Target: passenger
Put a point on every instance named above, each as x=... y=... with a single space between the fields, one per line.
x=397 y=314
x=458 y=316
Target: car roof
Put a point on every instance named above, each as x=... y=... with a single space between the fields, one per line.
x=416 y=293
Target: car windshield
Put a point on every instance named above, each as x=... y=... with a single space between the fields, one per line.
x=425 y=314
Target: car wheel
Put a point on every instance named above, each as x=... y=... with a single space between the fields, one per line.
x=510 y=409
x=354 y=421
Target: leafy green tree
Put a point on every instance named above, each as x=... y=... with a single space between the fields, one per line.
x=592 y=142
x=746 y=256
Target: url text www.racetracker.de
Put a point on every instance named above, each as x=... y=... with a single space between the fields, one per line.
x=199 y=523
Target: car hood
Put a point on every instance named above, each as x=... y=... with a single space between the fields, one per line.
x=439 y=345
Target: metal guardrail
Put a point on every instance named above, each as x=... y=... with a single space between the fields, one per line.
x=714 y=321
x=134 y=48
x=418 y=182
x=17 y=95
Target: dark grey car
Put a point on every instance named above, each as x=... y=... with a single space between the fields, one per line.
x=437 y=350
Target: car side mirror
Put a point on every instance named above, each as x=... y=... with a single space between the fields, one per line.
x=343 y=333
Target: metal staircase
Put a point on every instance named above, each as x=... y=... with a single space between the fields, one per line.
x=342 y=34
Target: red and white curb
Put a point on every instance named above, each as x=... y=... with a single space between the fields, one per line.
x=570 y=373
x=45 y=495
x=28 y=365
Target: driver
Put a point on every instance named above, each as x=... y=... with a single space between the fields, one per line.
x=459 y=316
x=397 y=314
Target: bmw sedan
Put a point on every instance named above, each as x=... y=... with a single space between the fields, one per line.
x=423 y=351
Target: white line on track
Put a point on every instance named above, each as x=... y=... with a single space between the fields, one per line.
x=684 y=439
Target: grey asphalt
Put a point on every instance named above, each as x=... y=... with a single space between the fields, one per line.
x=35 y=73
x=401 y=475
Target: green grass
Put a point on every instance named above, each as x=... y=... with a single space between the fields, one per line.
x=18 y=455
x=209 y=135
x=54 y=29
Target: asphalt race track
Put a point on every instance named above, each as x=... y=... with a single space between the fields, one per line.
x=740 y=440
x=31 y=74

...

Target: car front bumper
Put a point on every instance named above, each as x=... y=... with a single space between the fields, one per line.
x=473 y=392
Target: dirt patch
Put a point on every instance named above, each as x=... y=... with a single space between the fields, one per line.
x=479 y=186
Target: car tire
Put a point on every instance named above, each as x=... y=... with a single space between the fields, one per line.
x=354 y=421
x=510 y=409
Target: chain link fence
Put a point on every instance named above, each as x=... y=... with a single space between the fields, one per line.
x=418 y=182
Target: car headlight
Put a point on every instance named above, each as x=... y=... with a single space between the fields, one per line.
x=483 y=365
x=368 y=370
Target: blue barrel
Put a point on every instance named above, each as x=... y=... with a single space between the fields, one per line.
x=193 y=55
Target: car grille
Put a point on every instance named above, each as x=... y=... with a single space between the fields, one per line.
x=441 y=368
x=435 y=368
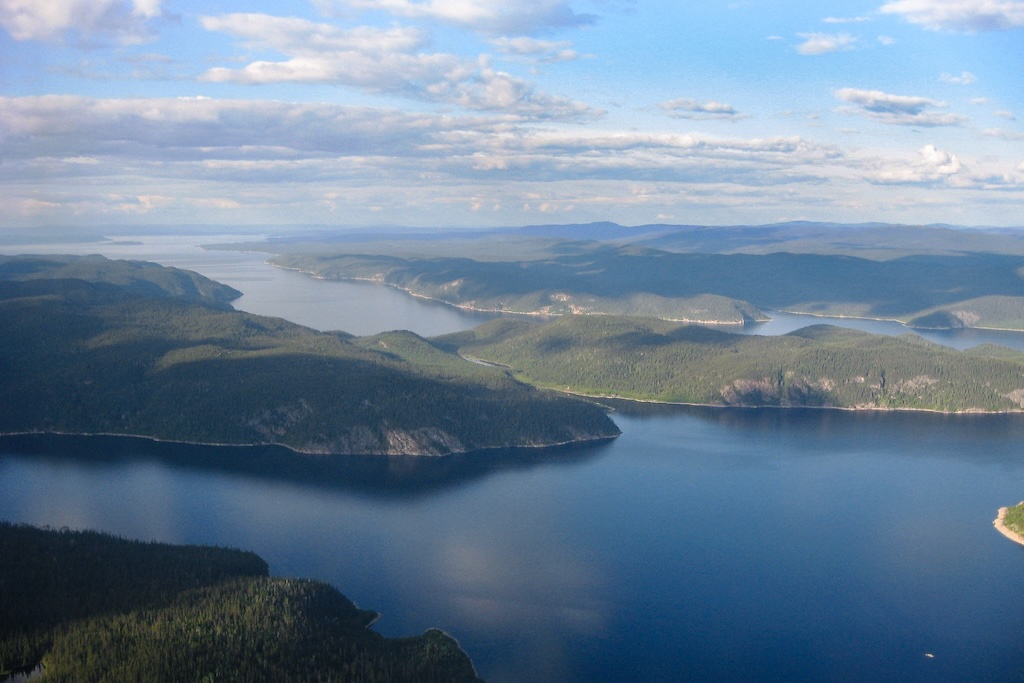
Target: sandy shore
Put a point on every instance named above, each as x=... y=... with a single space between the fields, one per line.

--

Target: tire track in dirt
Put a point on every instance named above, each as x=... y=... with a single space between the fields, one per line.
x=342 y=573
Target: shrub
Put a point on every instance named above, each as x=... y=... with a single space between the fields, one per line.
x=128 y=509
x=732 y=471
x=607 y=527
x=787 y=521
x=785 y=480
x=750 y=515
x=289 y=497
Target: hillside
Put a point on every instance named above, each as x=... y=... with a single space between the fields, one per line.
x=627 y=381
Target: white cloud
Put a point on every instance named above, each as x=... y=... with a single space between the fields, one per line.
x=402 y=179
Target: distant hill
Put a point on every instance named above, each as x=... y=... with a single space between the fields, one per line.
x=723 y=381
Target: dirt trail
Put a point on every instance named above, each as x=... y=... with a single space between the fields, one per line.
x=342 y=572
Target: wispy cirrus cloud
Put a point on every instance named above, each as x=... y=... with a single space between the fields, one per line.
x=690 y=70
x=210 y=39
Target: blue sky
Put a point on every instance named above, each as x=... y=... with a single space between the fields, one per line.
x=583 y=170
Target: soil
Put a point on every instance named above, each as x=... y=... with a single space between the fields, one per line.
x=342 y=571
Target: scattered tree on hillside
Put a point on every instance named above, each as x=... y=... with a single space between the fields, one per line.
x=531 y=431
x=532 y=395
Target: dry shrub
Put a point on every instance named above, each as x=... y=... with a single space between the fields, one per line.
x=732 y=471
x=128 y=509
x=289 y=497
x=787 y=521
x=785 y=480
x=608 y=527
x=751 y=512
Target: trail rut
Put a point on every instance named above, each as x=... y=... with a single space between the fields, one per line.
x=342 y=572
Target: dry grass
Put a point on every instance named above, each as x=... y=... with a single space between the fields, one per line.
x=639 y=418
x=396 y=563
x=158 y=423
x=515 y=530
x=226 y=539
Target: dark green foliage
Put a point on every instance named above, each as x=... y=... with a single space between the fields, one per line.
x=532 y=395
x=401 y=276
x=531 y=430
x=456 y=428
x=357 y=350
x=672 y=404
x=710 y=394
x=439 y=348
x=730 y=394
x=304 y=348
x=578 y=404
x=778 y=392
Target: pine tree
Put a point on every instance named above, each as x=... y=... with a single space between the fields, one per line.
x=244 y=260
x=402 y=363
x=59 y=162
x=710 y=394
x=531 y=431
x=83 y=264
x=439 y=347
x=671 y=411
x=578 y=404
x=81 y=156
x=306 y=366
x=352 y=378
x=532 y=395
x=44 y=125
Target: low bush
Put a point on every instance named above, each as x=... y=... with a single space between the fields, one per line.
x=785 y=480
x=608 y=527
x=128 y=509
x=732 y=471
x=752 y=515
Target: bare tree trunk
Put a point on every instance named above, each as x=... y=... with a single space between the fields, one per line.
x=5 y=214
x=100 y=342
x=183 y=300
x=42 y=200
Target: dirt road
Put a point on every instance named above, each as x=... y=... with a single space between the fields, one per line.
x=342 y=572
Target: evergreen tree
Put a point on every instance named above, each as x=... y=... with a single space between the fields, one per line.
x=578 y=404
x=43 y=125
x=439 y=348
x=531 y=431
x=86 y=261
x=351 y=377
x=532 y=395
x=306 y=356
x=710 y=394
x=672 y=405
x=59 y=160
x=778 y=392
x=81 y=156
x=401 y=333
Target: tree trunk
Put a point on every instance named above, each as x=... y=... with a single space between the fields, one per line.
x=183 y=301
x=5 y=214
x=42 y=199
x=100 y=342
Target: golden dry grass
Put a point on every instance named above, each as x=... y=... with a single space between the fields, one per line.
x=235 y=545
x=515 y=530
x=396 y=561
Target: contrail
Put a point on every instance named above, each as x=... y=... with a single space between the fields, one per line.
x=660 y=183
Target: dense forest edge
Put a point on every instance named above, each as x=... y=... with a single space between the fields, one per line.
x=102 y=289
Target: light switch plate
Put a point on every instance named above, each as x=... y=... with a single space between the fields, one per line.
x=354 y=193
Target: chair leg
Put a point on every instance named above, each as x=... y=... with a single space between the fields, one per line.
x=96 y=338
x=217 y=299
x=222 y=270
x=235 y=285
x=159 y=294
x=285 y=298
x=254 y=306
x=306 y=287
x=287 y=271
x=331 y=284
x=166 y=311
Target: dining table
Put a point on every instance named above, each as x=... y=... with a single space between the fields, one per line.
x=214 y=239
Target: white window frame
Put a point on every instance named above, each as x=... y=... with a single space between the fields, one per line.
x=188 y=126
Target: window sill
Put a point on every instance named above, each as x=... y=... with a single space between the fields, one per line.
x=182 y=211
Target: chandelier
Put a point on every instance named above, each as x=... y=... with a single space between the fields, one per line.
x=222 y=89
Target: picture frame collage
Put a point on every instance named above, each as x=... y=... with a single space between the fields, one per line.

## Work instructions:
Turn the lines of the records above, from the line containing "Target: dining table" through the line containing "x=182 y=211" (both included), into a numbered list, leaving out any blank lines.

## Worked answer:
1. Target: dining table
2. Put a point on every instance named above, each as x=... y=... with a single space between the fields, one per line.
3. x=214 y=239
4. Target: white window frame
5. Put a point on every instance named above, each as x=... y=... with a single space between the fields, one per line.
6. x=188 y=126
7. Target: window sill
8. Put a point on every instance named above, each as x=... y=... with a single space between the fields, one per line.
9. x=182 y=211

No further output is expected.